• Aim:
Copy the data word for word, from its first line through the line that contains "[136,202,402,328]".
··· Exercise data ···
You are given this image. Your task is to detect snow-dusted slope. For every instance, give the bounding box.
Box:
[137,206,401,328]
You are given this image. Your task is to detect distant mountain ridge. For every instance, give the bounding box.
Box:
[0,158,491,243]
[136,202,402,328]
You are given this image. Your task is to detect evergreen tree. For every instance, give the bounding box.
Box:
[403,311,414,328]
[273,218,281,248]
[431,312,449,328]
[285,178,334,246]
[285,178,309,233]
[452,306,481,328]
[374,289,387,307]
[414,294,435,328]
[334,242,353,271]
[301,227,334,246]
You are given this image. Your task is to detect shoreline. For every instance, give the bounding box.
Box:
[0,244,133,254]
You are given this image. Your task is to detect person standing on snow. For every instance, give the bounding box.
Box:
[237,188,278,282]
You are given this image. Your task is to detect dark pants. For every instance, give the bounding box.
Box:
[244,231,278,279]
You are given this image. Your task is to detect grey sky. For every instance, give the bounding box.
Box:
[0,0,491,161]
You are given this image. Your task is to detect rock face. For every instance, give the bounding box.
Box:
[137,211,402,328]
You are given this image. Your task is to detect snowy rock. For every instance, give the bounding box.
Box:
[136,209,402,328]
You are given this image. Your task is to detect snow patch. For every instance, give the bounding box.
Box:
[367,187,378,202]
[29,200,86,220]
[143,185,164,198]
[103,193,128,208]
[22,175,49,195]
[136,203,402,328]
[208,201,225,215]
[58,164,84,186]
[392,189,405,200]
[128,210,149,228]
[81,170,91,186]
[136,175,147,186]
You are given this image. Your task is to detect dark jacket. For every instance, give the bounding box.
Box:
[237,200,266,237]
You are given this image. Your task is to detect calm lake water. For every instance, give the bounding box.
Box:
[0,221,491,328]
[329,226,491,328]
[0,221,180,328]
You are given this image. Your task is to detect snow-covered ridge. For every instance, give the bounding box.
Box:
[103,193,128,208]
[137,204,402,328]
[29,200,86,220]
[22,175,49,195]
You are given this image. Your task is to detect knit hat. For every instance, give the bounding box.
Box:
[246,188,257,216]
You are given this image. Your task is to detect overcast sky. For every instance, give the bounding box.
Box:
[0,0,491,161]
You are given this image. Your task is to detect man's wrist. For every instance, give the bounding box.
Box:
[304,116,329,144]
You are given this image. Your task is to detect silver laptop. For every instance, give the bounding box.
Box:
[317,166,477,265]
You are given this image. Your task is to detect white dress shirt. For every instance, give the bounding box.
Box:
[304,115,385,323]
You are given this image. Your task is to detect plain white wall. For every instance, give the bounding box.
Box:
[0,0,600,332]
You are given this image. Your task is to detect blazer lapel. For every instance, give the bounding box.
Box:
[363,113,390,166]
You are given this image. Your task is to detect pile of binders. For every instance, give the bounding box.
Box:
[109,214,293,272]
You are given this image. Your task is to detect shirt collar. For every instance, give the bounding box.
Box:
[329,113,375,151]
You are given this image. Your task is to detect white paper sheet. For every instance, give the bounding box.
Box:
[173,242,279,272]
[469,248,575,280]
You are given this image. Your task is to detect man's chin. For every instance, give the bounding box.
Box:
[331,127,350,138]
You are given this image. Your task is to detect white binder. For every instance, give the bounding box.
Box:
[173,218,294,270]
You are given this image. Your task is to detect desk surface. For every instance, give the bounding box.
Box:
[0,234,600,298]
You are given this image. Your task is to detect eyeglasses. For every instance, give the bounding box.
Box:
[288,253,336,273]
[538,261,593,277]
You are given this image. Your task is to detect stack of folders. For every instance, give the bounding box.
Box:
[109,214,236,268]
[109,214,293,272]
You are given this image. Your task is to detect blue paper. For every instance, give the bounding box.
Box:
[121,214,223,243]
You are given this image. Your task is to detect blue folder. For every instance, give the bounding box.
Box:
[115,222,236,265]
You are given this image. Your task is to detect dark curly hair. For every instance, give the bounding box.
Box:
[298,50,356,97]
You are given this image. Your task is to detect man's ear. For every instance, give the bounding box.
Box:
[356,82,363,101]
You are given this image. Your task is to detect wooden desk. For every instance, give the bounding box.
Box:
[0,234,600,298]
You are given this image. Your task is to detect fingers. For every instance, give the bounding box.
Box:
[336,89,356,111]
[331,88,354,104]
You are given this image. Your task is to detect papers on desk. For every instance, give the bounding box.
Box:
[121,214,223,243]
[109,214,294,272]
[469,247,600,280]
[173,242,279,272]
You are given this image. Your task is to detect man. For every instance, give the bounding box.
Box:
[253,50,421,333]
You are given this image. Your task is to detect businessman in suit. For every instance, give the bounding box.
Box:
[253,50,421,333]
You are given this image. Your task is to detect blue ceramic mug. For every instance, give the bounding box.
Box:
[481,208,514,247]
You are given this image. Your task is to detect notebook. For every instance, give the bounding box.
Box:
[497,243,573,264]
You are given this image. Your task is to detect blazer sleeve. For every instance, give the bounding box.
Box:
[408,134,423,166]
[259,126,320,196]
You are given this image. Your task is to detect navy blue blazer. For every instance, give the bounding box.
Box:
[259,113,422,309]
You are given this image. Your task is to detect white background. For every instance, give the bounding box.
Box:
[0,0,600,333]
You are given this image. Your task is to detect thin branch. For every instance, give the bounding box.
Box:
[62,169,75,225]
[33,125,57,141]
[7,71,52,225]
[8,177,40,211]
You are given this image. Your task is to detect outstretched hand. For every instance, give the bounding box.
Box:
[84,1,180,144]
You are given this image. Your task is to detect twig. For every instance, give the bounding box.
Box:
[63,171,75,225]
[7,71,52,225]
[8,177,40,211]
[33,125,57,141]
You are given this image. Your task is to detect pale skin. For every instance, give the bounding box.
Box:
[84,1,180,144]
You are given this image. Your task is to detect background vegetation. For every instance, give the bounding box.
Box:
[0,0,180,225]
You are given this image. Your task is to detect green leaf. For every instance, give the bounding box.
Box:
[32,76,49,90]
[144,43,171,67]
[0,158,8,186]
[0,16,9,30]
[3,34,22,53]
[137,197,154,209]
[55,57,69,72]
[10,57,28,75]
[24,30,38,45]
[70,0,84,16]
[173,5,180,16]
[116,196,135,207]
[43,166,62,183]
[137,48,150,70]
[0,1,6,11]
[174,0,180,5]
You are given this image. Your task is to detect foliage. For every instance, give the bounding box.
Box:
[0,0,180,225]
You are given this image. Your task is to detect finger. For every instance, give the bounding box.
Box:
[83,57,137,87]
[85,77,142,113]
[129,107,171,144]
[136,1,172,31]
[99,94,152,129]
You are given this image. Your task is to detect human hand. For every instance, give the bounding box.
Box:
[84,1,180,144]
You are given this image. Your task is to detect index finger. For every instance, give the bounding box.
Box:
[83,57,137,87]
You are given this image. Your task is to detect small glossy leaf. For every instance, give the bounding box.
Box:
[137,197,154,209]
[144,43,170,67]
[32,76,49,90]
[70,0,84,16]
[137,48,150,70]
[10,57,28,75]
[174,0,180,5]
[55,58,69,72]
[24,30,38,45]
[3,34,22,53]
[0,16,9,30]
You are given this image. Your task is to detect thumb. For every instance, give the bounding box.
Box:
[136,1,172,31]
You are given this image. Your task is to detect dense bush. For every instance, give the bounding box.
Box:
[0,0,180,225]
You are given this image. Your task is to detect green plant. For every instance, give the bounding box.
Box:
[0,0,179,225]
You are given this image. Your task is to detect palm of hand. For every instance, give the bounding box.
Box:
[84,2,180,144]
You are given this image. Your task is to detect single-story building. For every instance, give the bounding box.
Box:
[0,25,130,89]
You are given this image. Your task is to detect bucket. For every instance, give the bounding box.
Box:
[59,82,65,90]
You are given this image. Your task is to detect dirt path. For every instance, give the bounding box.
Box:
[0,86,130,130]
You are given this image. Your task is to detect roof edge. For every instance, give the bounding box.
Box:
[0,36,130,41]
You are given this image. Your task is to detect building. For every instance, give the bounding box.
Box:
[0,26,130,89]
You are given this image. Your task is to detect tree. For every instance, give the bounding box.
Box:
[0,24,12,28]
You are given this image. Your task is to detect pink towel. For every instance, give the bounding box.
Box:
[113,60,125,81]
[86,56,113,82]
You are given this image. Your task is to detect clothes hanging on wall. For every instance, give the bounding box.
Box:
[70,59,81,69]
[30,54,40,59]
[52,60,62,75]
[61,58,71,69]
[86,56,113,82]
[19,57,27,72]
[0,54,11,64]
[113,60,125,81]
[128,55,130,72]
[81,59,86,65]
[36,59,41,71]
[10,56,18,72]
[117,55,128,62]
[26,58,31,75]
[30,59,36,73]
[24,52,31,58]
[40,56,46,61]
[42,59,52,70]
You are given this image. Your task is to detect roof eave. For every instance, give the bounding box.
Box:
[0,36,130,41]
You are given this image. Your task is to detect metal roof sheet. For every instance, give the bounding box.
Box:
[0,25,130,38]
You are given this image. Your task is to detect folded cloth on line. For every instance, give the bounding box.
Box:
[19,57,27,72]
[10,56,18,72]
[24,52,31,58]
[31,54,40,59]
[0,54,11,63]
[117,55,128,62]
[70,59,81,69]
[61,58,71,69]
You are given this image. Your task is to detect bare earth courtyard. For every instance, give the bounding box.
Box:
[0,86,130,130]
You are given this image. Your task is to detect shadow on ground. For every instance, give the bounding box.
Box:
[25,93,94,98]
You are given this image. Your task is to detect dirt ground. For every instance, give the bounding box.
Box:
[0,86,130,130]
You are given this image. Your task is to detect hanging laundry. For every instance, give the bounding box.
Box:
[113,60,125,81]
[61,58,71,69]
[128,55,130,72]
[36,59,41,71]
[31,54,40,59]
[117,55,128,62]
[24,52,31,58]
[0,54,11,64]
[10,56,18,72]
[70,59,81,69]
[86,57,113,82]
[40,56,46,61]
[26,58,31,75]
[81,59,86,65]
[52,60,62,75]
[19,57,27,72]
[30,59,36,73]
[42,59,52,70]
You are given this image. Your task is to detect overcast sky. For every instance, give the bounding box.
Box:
···
• Solution for this exercise:
You are given this image. Your task is to detect snow-dusted slope. For every instance, give the bounding box.
Box:
[137,206,401,328]
You are given this image. Your task is to detect distant mountain ridge. For every instance, give the bounding box.
Box:
[0,158,491,243]
[136,202,402,328]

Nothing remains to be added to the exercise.